YOUR ASSIGNMENT:
Could you copy out the text below about fake tans and a weekend off, word for word and in full?

TEXT PASSAGE:
-.-.-

Ladies at this time of year seem to think that sunbed orange or patchy bottle bronze is a look to be admired. A nicely tanned lady can indeed be pretty. A dripping orange mess however can be pretty funny. Wearing bright and light colours accentuates the depth of colour and makes the tan show to its best. The white bra's straps peeking through, the bright coloured tight tops and linen trousers getting patches of dull brown marks in an 'Is that tea or shit?' way are very amusing. After a few hours dancing in a sweaty summer club you can see the colour pouring off them. Sometimes it even drips onto the faces of pasty looking chavvy boys. This is how as they stumble past us we know that they've been tangoed.
Off
For the first while in a long time I've taken myself a weekend off. I'm hanging up my long coat and clip on tie for a whole two busy nights off. I'm enjoying the delights of sane if not sober company.
I'll be heading out to enjoy the wonders of only drinking on rare occasions. 4 pints and I'll be merry, 8 and I'll be asleep.

-.-.-

GIVEN DATA:
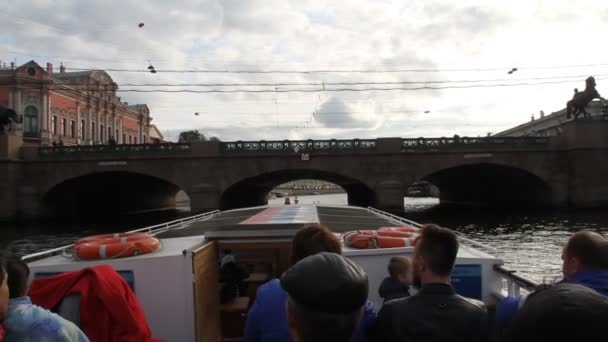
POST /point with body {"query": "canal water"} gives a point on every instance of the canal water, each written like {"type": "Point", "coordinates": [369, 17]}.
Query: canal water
{"type": "Point", "coordinates": [529, 241]}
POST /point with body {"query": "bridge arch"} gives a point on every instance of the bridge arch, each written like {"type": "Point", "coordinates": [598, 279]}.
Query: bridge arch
{"type": "Point", "coordinates": [491, 184]}
{"type": "Point", "coordinates": [107, 193]}
{"type": "Point", "coordinates": [252, 191]}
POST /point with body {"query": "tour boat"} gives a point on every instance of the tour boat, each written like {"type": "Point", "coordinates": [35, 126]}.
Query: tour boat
{"type": "Point", "coordinates": [178, 285]}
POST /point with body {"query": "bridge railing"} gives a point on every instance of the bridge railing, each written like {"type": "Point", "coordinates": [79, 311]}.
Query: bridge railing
{"type": "Point", "coordinates": [79, 151]}
{"type": "Point", "coordinates": [429, 144]}
{"type": "Point", "coordinates": [301, 146]}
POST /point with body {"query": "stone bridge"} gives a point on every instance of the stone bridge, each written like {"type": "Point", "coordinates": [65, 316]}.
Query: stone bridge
{"type": "Point", "coordinates": [566, 170]}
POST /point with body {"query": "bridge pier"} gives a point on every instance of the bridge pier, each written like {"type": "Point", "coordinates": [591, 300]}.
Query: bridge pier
{"type": "Point", "coordinates": [389, 195]}
{"type": "Point", "coordinates": [586, 142]}
{"type": "Point", "coordinates": [203, 198]}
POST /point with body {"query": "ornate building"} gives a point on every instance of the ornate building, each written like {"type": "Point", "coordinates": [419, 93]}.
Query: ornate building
{"type": "Point", "coordinates": [71, 107]}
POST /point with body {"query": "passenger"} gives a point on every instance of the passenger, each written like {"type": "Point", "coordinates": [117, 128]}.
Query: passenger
{"type": "Point", "coordinates": [585, 262]}
{"type": "Point", "coordinates": [267, 319]}
{"type": "Point", "coordinates": [28, 322]}
{"type": "Point", "coordinates": [3, 296]}
{"type": "Point", "coordinates": [232, 276]}
{"type": "Point", "coordinates": [565, 312]}
{"type": "Point", "coordinates": [326, 295]}
{"type": "Point", "coordinates": [436, 312]}
{"type": "Point", "coordinates": [397, 285]}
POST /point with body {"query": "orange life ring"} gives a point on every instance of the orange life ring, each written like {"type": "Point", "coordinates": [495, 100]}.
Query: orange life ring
{"type": "Point", "coordinates": [111, 238]}
{"type": "Point", "coordinates": [404, 232]}
{"type": "Point", "coordinates": [371, 239]}
{"type": "Point", "coordinates": [109, 246]}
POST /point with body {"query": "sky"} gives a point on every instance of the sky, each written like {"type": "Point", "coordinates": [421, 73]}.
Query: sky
{"type": "Point", "coordinates": [462, 50]}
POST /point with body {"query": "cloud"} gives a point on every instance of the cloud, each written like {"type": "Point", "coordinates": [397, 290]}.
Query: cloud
{"type": "Point", "coordinates": [327, 35]}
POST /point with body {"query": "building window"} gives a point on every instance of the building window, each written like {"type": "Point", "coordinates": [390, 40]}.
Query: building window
{"type": "Point", "coordinates": [54, 124]}
{"type": "Point", "coordinates": [30, 120]}
{"type": "Point", "coordinates": [83, 126]}
{"type": "Point", "coordinates": [63, 127]}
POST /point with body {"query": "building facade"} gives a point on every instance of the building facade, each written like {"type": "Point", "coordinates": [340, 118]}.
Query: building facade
{"type": "Point", "coordinates": [71, 108]}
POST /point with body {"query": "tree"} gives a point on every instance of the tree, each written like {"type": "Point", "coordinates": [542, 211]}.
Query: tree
{"type": "Point", "coordinates": [194, 136]}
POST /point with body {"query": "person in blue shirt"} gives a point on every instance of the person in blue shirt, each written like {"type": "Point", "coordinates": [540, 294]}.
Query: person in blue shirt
{"type": "Point", "coordinates": [28, 322]}
{"type": "Point", "coordinates": [267, 318]}
{"type": "Point", "coordinates": [585, 262]}
{"type": "Point", "coordinates": [397, 284]}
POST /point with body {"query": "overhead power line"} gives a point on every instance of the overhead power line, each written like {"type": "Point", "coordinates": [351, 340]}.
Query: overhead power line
{"type": "Point", "coordinates": [325, 88]}
{"type": "Point", "coordinates": [295, 84]}
{"type": "Point", "coordinates": [328, 89]}
{"type": "Point", "coordinates": [330, 71]}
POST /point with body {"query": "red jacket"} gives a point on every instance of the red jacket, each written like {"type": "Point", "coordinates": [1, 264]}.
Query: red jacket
{"type": "Point", "coordinates": [109, 310]}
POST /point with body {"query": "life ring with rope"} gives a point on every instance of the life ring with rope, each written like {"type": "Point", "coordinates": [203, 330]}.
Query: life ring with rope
{"type": "Point", "coordinates": [385, 237]}
{"type": "Point", "coordinates": [111, 246]}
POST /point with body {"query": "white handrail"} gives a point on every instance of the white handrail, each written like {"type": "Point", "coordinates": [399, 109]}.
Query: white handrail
{"type": "Point", "coordinates": [399, 220]}
{"type": "Point", "coordinates": [153, 230]}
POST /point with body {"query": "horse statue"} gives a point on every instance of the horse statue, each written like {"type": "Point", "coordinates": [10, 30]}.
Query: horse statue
{"type": "Point", "coordinates": [581, 99]}
{"type": "Point", "coordinates": [7, 116]}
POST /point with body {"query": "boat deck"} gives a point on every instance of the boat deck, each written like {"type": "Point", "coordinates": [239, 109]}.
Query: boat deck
{"type": "Point", "coordinates": [280, 221]}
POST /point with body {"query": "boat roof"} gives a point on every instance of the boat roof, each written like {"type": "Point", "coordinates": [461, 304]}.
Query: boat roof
{"type": "Point", "coordinates": [283, 221]}
{"type": "Point", "coordinates": [276, 222]}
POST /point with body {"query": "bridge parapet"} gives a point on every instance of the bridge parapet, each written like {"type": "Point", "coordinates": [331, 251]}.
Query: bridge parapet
{"type": "Point", "coordinates": [465, 143]}
{"type": "Point", "coordinates": [113, 151]}
{"type": "Point", "coordinates": [362, 145]}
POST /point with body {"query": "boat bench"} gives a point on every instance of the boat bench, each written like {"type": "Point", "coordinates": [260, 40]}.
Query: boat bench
{"type": "Point", "coordinates": [233, 316]}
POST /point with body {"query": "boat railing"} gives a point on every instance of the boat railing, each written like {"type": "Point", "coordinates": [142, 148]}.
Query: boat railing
{"type": "Point", "coordinates": [399, 220]}
{"type": "Point", "coordinates": [152, 230]}
{"type": "Point", "coordinates": [513, 283]}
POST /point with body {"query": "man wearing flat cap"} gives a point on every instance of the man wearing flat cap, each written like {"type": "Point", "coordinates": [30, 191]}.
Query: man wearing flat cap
{"type": "Point", "coordinates": [326, 295]}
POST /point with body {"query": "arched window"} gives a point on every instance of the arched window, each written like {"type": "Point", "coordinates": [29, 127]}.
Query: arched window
{"type": "Point", "coordinates": [30, 120]}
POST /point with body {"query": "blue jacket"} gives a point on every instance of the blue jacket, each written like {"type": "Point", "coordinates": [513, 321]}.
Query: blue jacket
{"type": "Point", "coordinates": [267, 319]}
{"type": "Point", "coordinates": [597, 280]}
{"type": "Point", "coordinates": [28, 322]}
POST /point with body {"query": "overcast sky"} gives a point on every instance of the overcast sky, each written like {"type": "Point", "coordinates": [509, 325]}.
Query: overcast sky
{"type": "Point", "coordinates": [545, 40]}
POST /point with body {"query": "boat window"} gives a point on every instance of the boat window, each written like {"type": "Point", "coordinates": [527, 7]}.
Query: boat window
{"type": "Point", "coordinates": [466, 280]}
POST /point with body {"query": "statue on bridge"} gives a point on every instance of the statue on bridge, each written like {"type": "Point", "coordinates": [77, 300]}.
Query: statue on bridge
{"type": "Point", "coordinates": [580, 100]}
{"type": "Point", "coordinates": [7, 116]}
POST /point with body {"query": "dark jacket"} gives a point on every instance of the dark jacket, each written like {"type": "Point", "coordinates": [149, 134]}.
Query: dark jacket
{"type": "Point", "coordinates": [596, 280]}
{"type": "Point", "coordinates": [435, 314]}
{"type": "Point", "coordinates": [392, 289]}
{"type": "Point", "coordinates": [267, 318]}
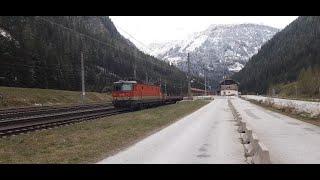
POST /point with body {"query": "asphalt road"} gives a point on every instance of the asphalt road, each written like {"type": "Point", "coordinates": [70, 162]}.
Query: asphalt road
{"type": "Point", "coordinates": [207, 136]}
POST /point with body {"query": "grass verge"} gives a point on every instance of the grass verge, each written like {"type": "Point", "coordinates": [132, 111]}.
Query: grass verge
{"type": "Point", "coordinates": [24, 97]}
{"type": "Point", "coordinates": [89, 142]}
{"type": "Point", "coordinates": [314, 121]}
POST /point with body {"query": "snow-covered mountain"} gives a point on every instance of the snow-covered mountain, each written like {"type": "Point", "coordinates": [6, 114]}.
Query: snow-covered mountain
{"type": "Point", "coordinates": [222, 49]}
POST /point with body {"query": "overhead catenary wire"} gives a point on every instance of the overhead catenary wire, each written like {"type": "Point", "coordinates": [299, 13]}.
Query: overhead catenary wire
{"type": "Point", "coordinates": [135, 39]}
{"type": "Point", "coordinates": [92, 38]}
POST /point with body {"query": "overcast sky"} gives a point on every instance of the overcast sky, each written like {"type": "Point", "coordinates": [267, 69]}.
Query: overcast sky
{"type": "Point", "coordinates": [148, 29]}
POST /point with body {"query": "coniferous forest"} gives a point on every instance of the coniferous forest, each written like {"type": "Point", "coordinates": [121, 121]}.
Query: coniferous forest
{"type": "Point", "coordinates": [45, 52]}
{"type": "Point", "coordinates": [283, 58]}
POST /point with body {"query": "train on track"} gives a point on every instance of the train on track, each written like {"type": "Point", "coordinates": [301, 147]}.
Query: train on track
{"type": "Point", "coordinates": [138, 95]}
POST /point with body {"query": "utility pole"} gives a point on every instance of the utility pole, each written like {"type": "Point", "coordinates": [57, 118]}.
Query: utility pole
{"type": "Point", "coordinates": [165, 86]}
{"type": "Point", "coordinates": [135, 72]}
{"type": "Point", "coordinates": [160, 85]}
{"type": "Point", "coordinates": [82, 77]}
{"type": "Point", "coordinates": [189, 84]}
{"type": "Point", "coordinates": [147, 79]}
{"type": "Point", "coordinates": [205, 82]}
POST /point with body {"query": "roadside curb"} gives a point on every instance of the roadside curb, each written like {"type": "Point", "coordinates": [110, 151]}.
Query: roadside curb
{"type": "Point", "coordinates": [255, 151]}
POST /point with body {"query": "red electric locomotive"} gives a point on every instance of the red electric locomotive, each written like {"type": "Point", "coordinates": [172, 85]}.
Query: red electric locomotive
{"type": "Point", "coordinates": [131, 94]}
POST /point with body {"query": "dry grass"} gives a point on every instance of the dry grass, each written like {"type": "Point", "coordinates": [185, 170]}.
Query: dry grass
{"type": "Point", "coordinates": [289, 111]}
{"type": "Point", "coordinates": [21, 97]}
{"type": "Point", "coordinates": [91, 141]}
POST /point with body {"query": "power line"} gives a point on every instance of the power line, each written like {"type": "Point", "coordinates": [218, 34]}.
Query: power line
{"type": "Point", "coordinates": [136, 39]}
{"type": "Point", "coordinates": [74, 31]}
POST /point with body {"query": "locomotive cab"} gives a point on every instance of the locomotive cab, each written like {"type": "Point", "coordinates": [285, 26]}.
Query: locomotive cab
{"type": "Point", "coordinates": [123, 92]}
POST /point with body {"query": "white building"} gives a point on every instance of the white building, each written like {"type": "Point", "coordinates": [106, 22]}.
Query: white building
{"type": "Point", "coordinates": [229, 87]}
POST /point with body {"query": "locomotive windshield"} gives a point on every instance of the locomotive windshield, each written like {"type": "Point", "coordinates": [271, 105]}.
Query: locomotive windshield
{"type": "Point", "coordinates": [123, 87]}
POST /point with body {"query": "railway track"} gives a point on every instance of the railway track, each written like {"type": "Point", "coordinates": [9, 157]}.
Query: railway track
{"type": "Point", "coordinates": [25, 120]}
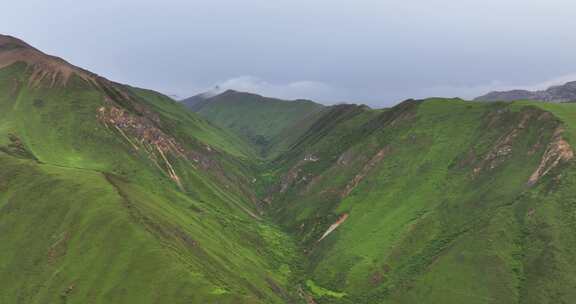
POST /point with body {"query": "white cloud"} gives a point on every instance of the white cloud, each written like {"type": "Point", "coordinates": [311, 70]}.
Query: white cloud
{"type": "Point", "coordinates": [314, 90]}
{"type": "Point", "coordinates": [471, 91]}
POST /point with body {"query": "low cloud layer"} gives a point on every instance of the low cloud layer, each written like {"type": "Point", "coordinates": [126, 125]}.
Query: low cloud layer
{"type": "Point", "coordinates": [472, 91]}
{"type": "Point", "coordinates": [292, 90]}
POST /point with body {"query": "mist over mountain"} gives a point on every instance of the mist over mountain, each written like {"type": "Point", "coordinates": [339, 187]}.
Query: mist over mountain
{"type": "Point", "coordinates": [111, 193]}
{"type": "Point", "coordinates": [559, 93]}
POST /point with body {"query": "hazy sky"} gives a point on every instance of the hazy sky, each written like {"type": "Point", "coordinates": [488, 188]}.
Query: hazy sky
{"type": "Point", "coordinates": [371, 51]}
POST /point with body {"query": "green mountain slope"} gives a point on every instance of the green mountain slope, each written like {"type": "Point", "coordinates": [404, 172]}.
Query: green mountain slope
{"type": "Point", "coordinates": [435, 201]}
{"type": "Point", "coordinates": [111, 194]}
{"type": "Point", "coordinates": [115, 194]}
{"type": "Point", "coordinates": [257, 119]}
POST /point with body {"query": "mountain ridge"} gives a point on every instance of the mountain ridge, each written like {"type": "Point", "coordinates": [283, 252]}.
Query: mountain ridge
{"type": "Point", "coordinates": [116, 194]}
{"type": "Point", "coordinates": [558, 93]}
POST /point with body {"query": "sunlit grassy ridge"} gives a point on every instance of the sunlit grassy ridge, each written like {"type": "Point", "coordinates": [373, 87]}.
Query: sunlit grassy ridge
{"type": "Point", "coordinates": [86, 218]}
{"type": "Point", "coordinates": [440, 210]}
{"type": "Point", "coordinates": [115, 194]}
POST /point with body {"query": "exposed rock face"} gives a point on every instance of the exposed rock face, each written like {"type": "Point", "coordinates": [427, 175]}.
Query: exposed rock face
{"type": "Point", "coordinates": [558, 151]}
{"type": "Point", "coordinates": [561, 93]}
{"type": "Point", "coordinates": [44, 68]}
{"type": "Point", "coordinates": [142, 132]}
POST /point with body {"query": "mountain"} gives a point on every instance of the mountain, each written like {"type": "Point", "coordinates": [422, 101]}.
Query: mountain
{"type": "Point", "coordinates": [255, 118]}
{"type": "Point", "coordinates": [116, 194]}
{"type": "Point", "coordinates": [561, 93]}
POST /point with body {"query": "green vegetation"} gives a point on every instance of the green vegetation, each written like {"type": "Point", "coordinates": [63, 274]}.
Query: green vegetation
{"type": "Point", "coordinates": [259, 120]}
{"type": "Point", "coordinates": [114, 194]}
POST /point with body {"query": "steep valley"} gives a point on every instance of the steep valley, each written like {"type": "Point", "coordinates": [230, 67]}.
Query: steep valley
{"type": "Point", "coordinates": [116, 194]}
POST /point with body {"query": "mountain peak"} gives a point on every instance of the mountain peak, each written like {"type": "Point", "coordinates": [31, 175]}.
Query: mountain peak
{"type": "Point", "coordinates": [44, 67]}
{"type": "Point", "coordinates": [558, 93]}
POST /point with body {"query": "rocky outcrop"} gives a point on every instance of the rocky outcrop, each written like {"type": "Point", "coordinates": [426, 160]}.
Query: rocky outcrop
{"type": "Point", "coordinates": [142, 134]}
{"type": "Point", "coordinates": [558, 151]}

-.-.-

TASK RESULT:
Ladies at this time of year seem to think that sunbed orange or patchy bottle bronze is a look to be admired. A nicely tanned lady can indeed be pretty. A dripping orange mess however can be pretty funny. Wearing bright and light colours accentuates the depth of colour and makes the tan show to its best. The white bra's straps peeking through, the bright coloured tight tops and linen trousers getting patches of dull brown marks in an 'Is that tea or shit?' way are very amusing. After a few hours dancing in a sweaty summer club you can see the colour pouring off them. Sometimes it even drips onto the faces of pasty looking chavvy boys. This is how as they stumble past us we know that they've been tangoed.
Off
For the first while in a long time I've taken myself a weekend off. I'm hanging up my long coat and clip on tie for a whole two busy nights off. I'm enjoying the delights of sane if not sober company.
I'll be heading out to enjoy the wonders of only drinking on rare occasions. 4 pints and I'll be merry, 8 and I'll be asleep.